CMS’s $157M Project To Bolster Social Services’ Role In Health Care
The government is looking to address issues that can impact overall medical care such as housing, food, personal safety, transportation and inability to pay utility bills. The project will fund up to 44 separate experiments over five years.
Kaiser Health News:
Feds Funding Effort To Tie Medical Services To Social Needs
The federal government has announced a $157 million project to help hospitals and doctors link Medicare and Medicaid patients to needed social services that sometimes have a bigger impact on their health than medical interventions. ... The goal of the “Accountable Health Communities” project is to find better ways to identify patients’ non-medical needs and connect them to available services in their communities. (Rovner, 1/5)

• _Source data_

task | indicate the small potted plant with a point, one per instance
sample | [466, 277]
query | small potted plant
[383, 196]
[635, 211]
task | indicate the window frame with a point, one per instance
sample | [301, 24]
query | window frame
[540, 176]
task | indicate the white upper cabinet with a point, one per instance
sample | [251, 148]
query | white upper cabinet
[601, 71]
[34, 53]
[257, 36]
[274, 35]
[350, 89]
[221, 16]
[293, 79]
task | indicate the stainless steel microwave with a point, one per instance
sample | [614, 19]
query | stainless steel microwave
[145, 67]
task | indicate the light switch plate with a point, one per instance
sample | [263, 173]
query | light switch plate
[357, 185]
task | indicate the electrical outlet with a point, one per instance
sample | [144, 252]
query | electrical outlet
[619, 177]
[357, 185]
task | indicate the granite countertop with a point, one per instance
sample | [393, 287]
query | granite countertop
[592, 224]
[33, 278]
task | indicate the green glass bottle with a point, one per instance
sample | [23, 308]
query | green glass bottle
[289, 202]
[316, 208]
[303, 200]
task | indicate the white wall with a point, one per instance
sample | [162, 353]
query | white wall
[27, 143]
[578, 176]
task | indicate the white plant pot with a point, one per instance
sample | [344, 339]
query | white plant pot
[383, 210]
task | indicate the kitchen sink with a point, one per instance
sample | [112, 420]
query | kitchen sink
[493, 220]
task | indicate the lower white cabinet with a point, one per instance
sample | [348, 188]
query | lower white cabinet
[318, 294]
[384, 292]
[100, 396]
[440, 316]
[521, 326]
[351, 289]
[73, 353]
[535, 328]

• _What to do_
A. Answer these questions from the news item on the CMS project:
(i) How many separate experiments can the project fund?
(ii) What is the total dollar amount of the project?
(iii) What is the project called?
B. Decide whether each statement agrees with the news item on the CMS project. Answer yes or no, and quote the words from the item that decide it.
(i) The project is aimed only at Medicare patients.
(ii) The experiments are spread across five years.
(iii) One aim is to connect patients with services available in their communities.
C. Carry on the news item on the CMS project, starting after its final sentence.
The rows play no part in any of these tasks.

• _Answers by item number_
A.
(i) Up to 44, over five years.
(ii) $157 million.
(iii) "Accountable Health Communities."

B.
(i) No: "link Medicare and Medicaid patients to needed social services"
(ii) Yes: "up to 44 separate experiments over five years"
(iii) Yes: "connect them to available services in their communities"

C.
The Associated Press:
Medicare To Test If Seamless Social Work Can Improve Health
Doctors, community workers and social researchers have long recognized a link between the hardships of poverty and health problems. Now the government is launching an experiment to see if seamless social work can improve the health of vulnerable Medicare and Medicaid recipients, and perhaps even lower costs, by heading off emergency room visits and hospitalizations. (Alonso-Zalvidar, 1/5)
Modern Healthcare:
HHS Test Will Try Addressing Social Needs To Improve Health
The CMS Innovation Center announced Tuesday that it would explicitly test whether addressing the social conditions that affect health can lower healthcare costs and improve the quality of care. The effort reflects the government's ambition to shift the industry toward value-based payment models as well as an acknowledgement that social factors, not just the quality of healthcare services, determine the health of a community. (Johnson, 1/5)
Politico Pro:
CMS Demonstration Will Fund Screenings For Homelessness, Hunger, Other Social Needs
Medicare and Medicaid will pay providers and other organizations to screen patients about social needs like homelessness, domestic violence and hunger when they visit the hospital, under a new demonstration project announced Tuesday. (Mershon, 1/5)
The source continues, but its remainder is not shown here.